-------- Study material

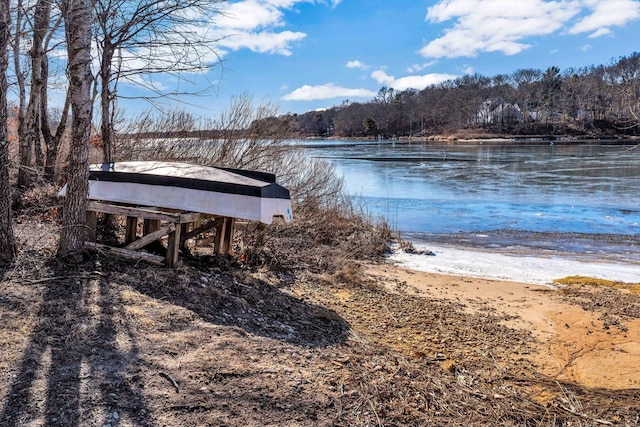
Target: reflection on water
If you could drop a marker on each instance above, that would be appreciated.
(469, 187)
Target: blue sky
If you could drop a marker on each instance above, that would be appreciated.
(313, 54)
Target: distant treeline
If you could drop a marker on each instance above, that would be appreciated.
(594, 101)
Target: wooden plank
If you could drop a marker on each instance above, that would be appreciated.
(132, 229)
(91, 225)
(202, 229)
(126, 253)
(228, 236)
(220, 231)
(173, 247)
(151, 237)
(150, 225)
(140, 212)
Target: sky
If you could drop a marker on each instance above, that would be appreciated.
(309, 55)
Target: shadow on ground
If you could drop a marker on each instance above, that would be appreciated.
(84, 362)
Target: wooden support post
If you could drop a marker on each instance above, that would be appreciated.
(221, 229)
(91, 225)
(184, 230)
(173, 247)
(150, 225)
(228, 235)
(151, 237)
(132, 229)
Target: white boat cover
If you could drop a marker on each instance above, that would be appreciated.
(226, 192)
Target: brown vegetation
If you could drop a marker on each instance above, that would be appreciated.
(290, 332)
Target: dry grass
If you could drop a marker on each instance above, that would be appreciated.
(633, 288)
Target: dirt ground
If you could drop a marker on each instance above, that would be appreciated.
(213, 343)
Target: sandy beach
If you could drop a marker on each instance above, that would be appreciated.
(572, 344)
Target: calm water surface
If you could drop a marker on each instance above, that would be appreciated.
(435, 191)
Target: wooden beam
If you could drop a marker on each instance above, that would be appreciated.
(126, 253)
(150, 225)
(151, 237)
(132, 229)
(202, 229)
(228, 236)
(173, 247)
(220, 230)
(91, 225)
(146, 213)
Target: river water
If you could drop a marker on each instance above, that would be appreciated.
(575, 198)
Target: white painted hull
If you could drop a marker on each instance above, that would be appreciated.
(200, 198)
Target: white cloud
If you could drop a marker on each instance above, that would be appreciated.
(467, 69)
(605, 14)
(419, 67)
(264, 41)
(327, 91)
(599, 33)
(410, 82)
(357, 64)
(494, 25)
(253, 24)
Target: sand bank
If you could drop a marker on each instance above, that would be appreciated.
(572, 344)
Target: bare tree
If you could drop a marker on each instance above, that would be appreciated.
(7, 240)
(146, 37)
(77, 19)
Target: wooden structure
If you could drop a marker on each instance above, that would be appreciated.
(179, 201)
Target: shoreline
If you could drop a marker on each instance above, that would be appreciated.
(532, 265)
(572, 343)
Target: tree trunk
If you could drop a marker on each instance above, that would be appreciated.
(52, 140)
(20, 77)
(106, 102)
(7, 240)
(77, 18)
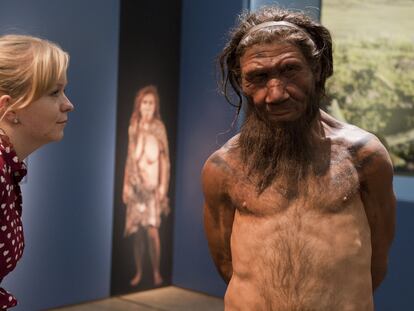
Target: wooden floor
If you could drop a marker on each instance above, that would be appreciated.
(162, 299)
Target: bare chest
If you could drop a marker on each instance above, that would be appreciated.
(330, 192)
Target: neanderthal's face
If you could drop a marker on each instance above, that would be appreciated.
(277, 80)
(147, 107)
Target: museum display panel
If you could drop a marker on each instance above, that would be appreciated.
(373, 81)
(146, 126)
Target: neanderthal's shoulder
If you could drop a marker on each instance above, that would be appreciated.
(223, 161)
(365, 148)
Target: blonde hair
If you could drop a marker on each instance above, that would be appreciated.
(29, 68)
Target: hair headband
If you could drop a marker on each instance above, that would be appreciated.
(275, 24)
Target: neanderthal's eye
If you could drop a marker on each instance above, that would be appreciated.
(55, 92)
(257, 77)
(290, 69)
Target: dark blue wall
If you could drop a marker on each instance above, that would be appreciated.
(67, 201)
(395, 293)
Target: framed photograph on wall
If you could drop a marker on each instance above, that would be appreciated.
(148, 75)
(373, 82)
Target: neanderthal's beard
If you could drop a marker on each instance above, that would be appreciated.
(276, 150)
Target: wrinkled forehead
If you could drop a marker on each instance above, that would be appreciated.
(274, 53)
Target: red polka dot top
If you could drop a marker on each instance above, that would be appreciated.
(12, 170)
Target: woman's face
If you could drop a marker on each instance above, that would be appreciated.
(147, 107)
(43, 120)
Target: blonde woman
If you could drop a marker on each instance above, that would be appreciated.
(147, 174)
(33, 112)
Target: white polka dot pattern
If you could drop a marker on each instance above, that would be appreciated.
(11, 230)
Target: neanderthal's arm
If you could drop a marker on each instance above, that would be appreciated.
(218, 216)
(379, 202)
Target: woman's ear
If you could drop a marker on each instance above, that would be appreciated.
(8, 115)
(4, 102)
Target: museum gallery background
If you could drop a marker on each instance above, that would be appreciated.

----------------

Exercise details:
In the records above, find every line that contains the word "polka" and copy it.

Output for this exercise:
Target: red polka dot top
Target: white polka dot pattern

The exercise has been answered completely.